SHORT TASK >> Please render the items from the line with "Field-scouting task: mark every instance of the baby lounger" to the line with "point(278, 219)", both ends included, as a numbered list of those lines alone. Leave out blank lines and pictures.

┌──

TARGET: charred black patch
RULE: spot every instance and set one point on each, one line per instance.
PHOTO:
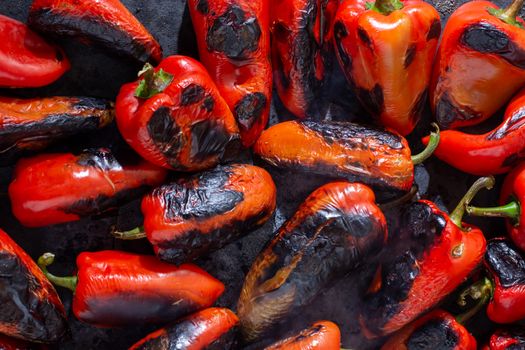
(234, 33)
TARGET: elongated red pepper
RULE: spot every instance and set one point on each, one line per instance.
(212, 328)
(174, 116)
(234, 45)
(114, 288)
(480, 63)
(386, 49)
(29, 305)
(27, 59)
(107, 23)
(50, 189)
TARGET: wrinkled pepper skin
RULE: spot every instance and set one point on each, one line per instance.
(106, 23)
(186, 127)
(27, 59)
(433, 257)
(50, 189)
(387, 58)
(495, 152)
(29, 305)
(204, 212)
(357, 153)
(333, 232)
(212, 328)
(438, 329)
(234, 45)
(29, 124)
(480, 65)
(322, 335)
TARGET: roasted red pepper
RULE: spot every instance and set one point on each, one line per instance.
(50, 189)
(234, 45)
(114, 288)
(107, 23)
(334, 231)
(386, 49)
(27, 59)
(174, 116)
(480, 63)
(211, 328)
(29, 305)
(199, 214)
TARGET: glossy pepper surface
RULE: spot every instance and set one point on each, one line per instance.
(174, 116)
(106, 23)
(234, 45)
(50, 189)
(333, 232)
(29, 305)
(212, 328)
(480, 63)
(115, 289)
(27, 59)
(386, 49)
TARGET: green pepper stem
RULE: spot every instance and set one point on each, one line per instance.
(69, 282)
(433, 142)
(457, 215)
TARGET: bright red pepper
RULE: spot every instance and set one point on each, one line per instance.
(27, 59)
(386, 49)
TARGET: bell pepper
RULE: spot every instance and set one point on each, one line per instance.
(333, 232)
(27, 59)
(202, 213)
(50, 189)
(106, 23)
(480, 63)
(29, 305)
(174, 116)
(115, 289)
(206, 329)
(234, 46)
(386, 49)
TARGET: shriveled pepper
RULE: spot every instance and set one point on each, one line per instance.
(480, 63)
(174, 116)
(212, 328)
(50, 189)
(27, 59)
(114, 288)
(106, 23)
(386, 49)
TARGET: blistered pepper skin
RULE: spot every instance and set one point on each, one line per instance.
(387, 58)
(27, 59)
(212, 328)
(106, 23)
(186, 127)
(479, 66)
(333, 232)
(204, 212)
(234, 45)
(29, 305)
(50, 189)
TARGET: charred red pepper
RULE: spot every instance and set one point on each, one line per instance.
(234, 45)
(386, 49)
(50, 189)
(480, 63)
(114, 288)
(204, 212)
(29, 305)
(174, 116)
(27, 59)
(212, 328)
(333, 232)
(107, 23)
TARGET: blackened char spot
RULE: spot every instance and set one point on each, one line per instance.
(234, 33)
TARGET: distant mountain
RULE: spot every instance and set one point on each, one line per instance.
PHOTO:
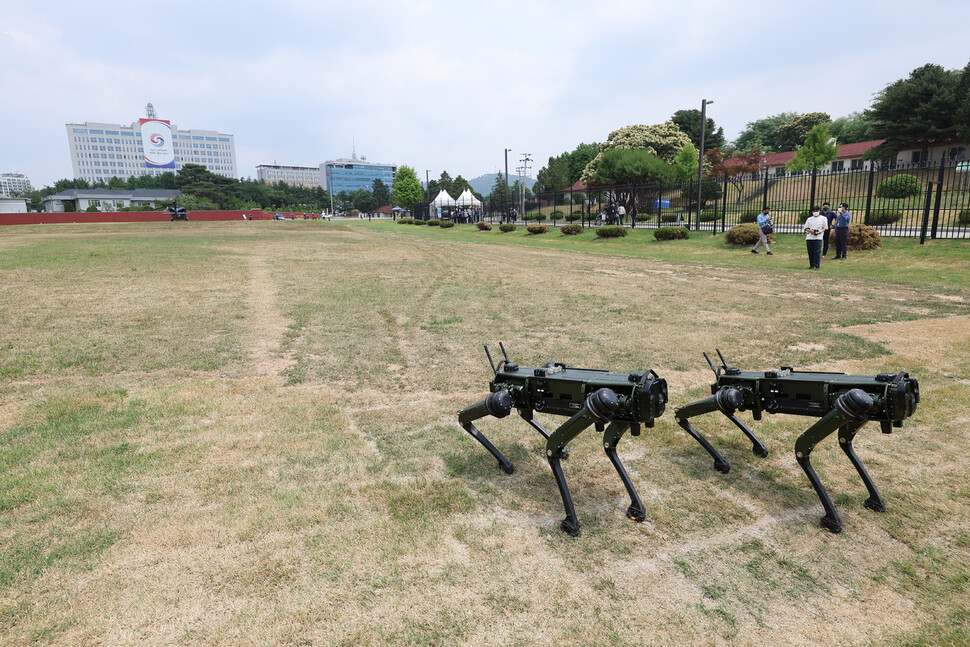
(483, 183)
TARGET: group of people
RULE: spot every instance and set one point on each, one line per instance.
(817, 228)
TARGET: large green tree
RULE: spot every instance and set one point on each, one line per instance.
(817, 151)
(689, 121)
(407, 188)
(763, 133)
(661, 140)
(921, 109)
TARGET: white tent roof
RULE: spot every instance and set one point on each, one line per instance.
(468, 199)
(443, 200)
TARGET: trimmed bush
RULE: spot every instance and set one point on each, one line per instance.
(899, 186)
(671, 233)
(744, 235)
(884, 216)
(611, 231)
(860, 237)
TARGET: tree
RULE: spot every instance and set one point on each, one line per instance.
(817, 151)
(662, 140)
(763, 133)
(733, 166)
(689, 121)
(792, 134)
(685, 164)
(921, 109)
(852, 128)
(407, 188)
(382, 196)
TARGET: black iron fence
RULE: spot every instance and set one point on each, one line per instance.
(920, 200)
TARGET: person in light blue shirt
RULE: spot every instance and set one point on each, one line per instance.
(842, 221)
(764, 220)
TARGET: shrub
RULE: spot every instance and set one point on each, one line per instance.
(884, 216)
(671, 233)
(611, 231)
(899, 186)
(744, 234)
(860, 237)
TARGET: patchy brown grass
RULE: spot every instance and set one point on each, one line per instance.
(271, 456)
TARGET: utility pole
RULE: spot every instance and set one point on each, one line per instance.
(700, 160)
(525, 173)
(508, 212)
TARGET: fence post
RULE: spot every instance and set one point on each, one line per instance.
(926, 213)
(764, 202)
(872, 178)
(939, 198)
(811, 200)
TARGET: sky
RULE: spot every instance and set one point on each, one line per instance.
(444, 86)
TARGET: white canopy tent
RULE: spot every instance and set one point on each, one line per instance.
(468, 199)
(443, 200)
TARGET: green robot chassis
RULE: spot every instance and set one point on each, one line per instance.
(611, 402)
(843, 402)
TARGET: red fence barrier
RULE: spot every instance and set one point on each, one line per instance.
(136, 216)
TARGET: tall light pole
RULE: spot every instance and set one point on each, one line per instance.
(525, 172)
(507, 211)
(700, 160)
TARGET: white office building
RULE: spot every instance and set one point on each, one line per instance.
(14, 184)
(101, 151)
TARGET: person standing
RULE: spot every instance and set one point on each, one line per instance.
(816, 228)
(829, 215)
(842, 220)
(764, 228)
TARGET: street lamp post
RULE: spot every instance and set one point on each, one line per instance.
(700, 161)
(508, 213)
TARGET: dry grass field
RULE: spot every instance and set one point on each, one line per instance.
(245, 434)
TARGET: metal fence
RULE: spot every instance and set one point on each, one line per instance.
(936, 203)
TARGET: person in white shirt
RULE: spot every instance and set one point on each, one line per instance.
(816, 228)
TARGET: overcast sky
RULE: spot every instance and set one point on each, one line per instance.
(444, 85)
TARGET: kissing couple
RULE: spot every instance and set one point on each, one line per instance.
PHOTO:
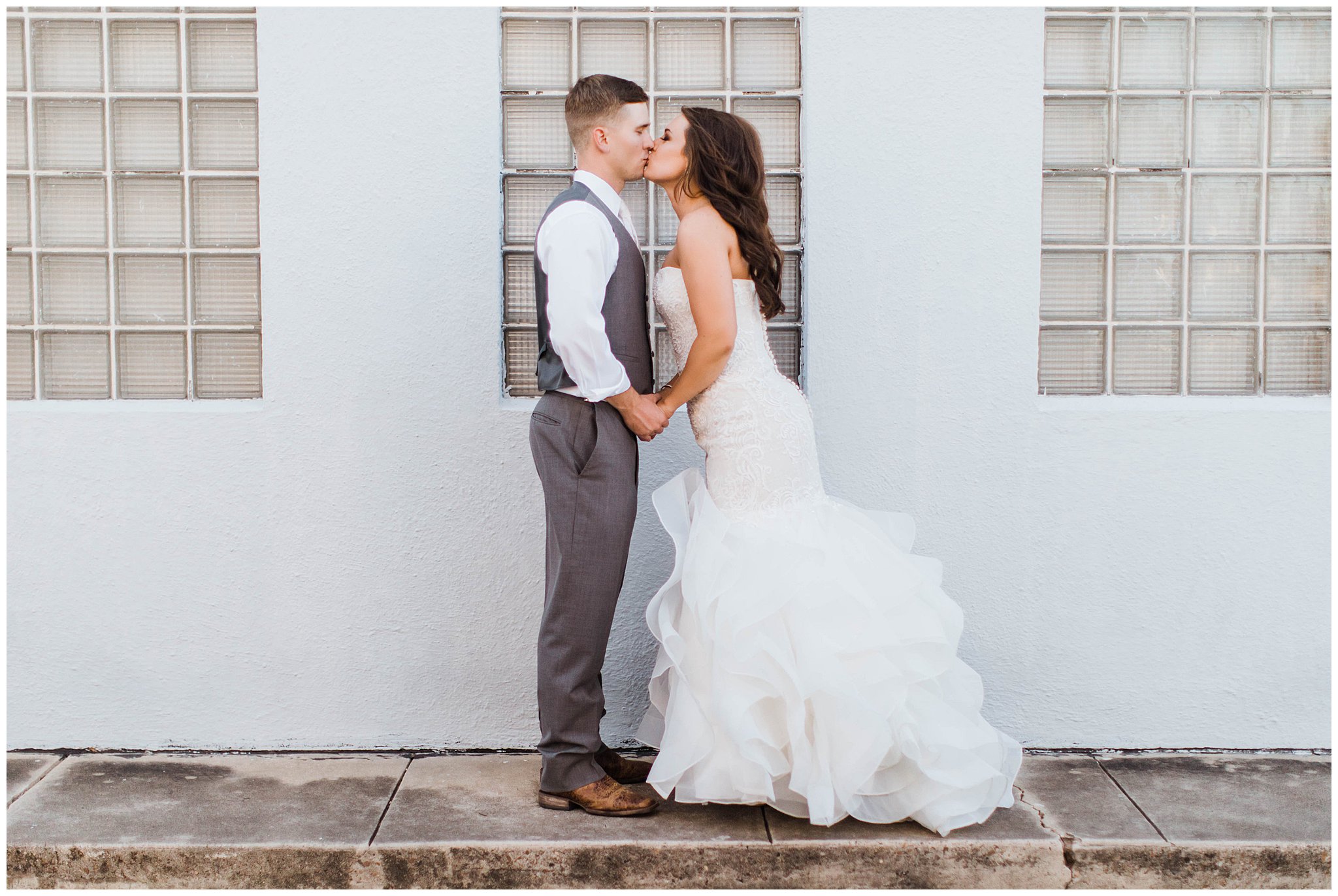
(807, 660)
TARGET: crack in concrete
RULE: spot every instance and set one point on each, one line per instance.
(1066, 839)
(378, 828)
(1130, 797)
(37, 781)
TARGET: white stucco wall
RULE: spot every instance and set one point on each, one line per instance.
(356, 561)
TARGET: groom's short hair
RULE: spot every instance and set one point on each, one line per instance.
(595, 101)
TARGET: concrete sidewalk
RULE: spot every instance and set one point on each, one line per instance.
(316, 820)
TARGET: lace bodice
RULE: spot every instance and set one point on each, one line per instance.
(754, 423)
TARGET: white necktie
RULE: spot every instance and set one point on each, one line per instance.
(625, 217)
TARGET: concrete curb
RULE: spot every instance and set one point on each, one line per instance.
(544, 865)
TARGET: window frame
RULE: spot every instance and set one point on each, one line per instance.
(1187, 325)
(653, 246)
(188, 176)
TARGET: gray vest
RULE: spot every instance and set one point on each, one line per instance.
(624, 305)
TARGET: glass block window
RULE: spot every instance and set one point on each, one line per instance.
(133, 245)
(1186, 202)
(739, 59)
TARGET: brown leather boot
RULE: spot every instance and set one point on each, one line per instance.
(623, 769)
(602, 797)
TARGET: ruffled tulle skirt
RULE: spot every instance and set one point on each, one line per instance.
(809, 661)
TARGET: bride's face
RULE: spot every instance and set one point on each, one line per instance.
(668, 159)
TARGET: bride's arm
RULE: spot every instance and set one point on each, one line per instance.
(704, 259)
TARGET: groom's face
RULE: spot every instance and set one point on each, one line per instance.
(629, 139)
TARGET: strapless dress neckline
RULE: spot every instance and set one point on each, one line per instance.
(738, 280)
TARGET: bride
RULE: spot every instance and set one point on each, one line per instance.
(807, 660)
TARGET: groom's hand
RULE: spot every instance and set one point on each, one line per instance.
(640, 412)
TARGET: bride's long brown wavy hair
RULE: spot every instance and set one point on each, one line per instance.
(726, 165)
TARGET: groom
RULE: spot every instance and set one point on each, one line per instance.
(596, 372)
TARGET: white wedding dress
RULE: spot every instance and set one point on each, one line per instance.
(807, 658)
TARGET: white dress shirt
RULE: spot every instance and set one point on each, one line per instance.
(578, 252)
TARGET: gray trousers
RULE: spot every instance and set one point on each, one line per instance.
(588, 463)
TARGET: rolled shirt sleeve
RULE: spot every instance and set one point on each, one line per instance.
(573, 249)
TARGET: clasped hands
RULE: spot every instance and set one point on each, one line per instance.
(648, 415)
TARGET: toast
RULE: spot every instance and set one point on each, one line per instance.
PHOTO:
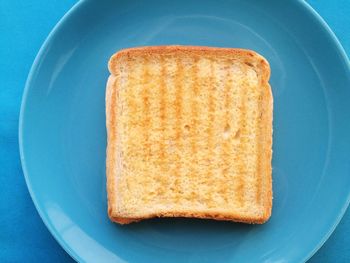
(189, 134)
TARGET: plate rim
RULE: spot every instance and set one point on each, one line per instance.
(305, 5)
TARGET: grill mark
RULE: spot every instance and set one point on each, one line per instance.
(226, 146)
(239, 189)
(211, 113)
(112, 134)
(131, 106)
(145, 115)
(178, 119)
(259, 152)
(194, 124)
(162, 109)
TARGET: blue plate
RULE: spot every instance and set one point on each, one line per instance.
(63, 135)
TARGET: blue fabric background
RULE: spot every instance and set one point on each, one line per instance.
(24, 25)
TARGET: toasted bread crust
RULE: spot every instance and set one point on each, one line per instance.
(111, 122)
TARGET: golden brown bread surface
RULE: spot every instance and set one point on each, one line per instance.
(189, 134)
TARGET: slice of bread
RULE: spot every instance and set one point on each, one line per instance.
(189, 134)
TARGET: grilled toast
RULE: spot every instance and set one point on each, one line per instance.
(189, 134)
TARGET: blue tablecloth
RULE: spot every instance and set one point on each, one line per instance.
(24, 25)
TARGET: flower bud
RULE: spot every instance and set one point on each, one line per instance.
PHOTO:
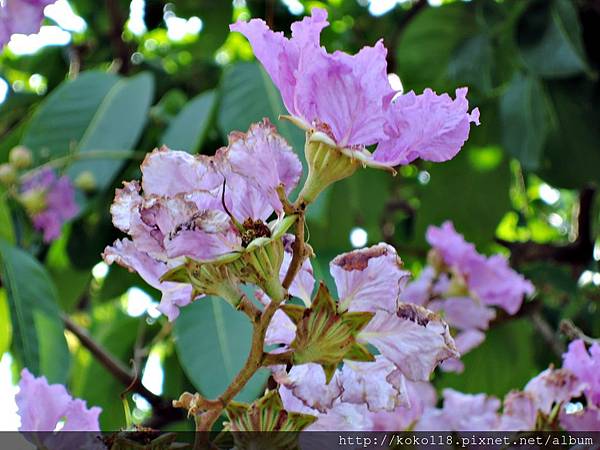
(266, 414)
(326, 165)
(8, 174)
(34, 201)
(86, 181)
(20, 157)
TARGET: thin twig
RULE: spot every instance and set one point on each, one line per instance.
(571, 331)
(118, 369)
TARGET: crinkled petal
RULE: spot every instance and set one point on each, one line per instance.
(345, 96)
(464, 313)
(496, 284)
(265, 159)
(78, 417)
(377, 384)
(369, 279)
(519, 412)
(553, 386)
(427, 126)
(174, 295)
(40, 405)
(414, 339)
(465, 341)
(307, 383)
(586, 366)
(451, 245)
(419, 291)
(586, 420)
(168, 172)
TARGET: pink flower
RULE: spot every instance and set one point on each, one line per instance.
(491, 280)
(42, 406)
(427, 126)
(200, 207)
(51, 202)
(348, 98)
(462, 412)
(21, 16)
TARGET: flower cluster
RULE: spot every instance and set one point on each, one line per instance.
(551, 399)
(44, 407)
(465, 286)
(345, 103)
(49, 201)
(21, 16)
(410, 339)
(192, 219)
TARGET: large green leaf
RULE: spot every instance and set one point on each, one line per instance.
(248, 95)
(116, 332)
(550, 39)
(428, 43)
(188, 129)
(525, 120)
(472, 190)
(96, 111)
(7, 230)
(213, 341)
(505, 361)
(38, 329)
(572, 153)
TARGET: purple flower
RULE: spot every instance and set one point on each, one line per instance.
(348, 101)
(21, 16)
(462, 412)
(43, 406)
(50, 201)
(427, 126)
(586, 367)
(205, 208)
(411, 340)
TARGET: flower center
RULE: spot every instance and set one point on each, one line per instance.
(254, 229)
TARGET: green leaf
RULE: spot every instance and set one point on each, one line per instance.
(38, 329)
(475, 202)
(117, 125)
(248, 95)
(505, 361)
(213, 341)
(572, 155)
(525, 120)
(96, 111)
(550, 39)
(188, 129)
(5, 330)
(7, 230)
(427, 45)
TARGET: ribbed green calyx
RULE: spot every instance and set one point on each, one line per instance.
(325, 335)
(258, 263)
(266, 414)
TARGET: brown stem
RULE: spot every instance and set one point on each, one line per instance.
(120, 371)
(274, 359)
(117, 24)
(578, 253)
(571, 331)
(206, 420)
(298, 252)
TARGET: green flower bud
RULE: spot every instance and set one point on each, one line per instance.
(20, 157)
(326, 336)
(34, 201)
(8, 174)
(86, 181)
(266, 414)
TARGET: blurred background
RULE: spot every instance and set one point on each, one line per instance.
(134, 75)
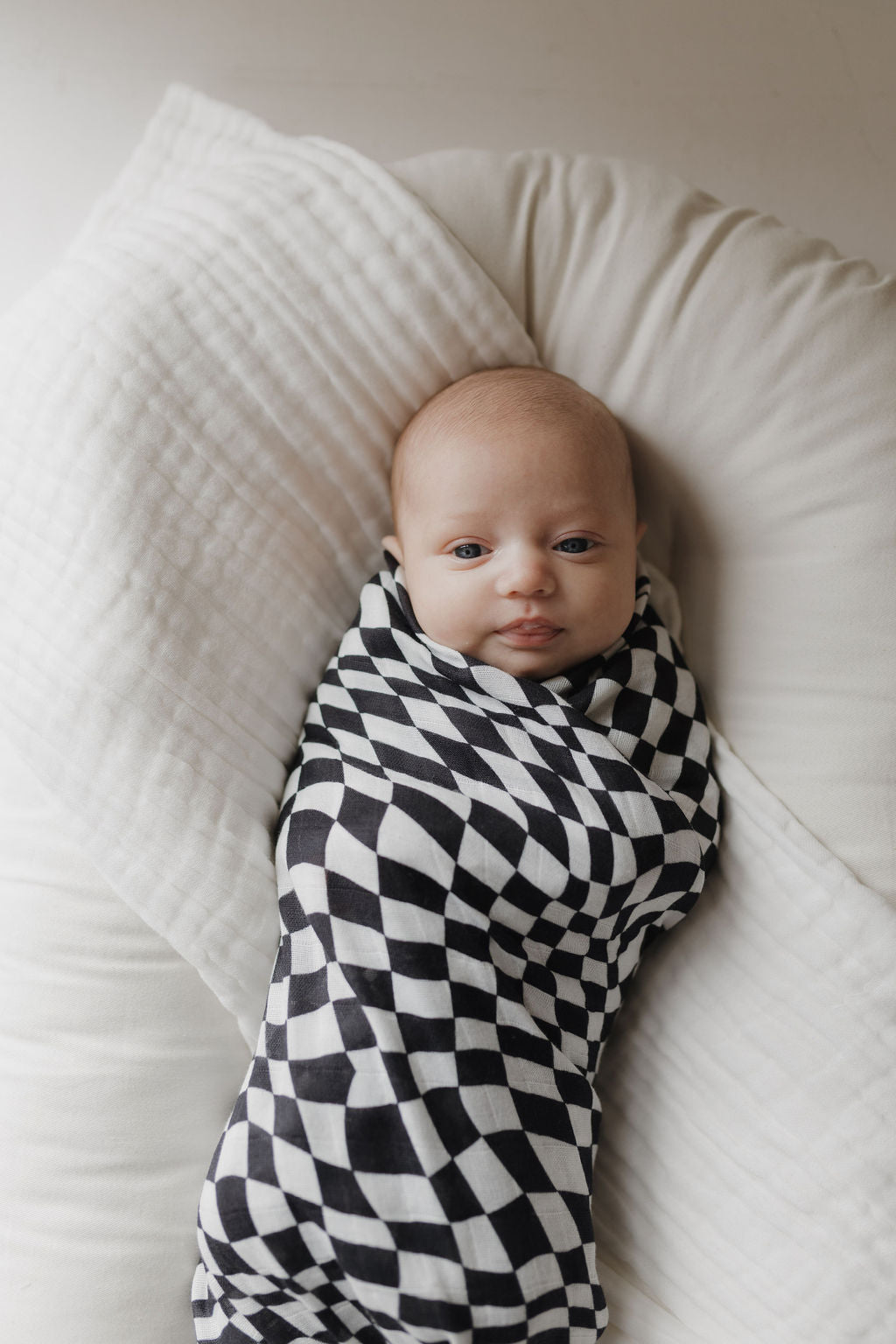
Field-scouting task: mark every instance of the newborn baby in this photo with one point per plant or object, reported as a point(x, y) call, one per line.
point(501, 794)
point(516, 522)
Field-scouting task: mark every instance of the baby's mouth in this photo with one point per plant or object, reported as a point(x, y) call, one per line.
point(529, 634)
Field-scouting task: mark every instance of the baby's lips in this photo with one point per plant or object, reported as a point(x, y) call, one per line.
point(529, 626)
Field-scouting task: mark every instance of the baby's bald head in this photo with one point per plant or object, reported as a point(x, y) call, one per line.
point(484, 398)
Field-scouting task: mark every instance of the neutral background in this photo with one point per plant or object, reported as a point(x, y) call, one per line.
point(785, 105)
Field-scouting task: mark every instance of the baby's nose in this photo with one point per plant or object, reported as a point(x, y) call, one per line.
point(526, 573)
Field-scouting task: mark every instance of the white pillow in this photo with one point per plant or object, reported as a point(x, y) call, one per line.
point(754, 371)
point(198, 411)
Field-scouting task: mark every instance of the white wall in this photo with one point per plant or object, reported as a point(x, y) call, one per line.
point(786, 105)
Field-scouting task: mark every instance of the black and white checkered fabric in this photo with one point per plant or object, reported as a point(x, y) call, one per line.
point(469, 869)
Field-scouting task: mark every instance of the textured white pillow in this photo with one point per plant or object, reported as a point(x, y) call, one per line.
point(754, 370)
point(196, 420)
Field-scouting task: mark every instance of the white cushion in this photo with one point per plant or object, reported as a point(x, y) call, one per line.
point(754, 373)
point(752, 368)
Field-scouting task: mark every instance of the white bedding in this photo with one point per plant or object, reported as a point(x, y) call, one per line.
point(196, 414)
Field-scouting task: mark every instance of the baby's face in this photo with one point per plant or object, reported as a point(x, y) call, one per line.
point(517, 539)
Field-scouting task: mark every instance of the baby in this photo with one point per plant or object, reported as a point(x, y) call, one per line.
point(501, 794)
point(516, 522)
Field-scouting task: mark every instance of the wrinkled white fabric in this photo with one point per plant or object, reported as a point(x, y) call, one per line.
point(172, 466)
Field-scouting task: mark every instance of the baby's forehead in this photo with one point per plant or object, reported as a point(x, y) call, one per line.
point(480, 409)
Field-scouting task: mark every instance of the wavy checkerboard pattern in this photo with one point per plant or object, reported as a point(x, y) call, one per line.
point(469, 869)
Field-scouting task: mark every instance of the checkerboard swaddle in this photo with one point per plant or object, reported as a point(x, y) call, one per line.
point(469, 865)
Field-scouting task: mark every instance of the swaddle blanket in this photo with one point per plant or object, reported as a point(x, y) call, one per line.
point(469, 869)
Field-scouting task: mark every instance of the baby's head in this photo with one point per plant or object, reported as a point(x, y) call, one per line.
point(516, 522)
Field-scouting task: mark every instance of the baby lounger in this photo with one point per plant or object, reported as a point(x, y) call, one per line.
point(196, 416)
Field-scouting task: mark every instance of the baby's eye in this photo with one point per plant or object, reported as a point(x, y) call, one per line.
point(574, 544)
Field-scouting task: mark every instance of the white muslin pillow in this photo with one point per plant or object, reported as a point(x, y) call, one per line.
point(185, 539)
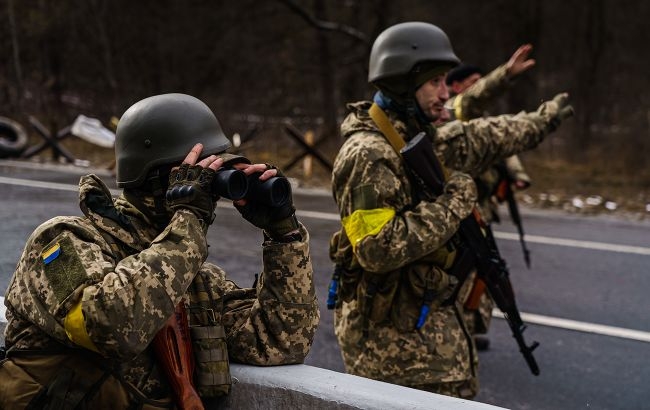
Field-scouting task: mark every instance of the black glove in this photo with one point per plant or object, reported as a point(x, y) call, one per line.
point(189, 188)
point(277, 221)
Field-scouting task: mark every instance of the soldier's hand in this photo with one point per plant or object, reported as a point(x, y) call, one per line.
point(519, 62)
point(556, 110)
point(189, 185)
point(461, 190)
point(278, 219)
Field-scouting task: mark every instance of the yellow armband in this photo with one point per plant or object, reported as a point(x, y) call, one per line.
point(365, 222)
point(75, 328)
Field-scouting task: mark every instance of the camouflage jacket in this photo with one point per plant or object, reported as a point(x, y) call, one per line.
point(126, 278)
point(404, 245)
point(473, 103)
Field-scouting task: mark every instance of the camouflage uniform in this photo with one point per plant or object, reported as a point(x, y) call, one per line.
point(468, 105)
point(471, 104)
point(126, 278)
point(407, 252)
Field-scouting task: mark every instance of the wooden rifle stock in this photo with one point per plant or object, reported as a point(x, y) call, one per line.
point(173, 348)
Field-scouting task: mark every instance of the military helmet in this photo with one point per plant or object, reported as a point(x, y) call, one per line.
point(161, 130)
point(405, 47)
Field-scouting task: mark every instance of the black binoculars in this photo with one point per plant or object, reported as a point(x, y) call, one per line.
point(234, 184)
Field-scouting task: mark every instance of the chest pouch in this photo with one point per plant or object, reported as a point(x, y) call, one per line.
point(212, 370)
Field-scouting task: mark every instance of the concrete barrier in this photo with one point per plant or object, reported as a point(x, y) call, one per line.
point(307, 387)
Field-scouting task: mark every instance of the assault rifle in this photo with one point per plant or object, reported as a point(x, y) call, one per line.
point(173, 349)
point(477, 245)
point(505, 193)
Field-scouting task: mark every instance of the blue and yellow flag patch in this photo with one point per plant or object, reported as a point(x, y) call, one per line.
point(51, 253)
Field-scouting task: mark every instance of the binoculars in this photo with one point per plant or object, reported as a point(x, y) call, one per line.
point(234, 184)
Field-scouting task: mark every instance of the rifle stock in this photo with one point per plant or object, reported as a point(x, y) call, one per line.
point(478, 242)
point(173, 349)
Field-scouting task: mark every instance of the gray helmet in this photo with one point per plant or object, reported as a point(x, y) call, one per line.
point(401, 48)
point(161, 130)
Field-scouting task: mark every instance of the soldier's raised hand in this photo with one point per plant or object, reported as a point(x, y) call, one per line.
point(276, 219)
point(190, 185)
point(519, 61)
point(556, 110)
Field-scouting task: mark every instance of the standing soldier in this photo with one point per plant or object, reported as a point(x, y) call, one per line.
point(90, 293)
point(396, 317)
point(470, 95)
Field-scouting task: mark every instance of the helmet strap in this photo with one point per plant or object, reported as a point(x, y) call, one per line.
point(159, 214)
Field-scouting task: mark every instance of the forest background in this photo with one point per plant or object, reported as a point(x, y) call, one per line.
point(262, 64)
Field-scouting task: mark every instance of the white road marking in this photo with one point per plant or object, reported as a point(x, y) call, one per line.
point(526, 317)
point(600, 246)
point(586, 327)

└──

OUTPUT >>
1. Field-scouting task: mark every instance of the baby lounger in this photo with one point per plant or object, reported as a point(x, y) call, one per line.
2. point(196, 416)
3. Field-scouting task: mark every instance of the baby's eye in this photo with one point per plant or object, reported as a point(x, y) call, one per line.
4. point(574, 544)
5. Field-scouting task: mark every instance of the white muslin pillow in this photo with one point per plant or object, reported as a point(x, y) call, one per line.
6. point(185, 539)
7. Field-scouting task: mark every instance of the black glove in this photo with one point per plant or object, reported as a point(x, y) call, one per line.
8. point(189, 188)
9. point(277, 221)
10. Field-scouting task: mark every instance of the soldier's hand in this photo with one point per plant or object, reported as a point(x, y) call, one per line.
11. point(519, 62)
12. point(556, 110)
13. point(189, 185)
14. point(461, 190)
15. point(278, 219)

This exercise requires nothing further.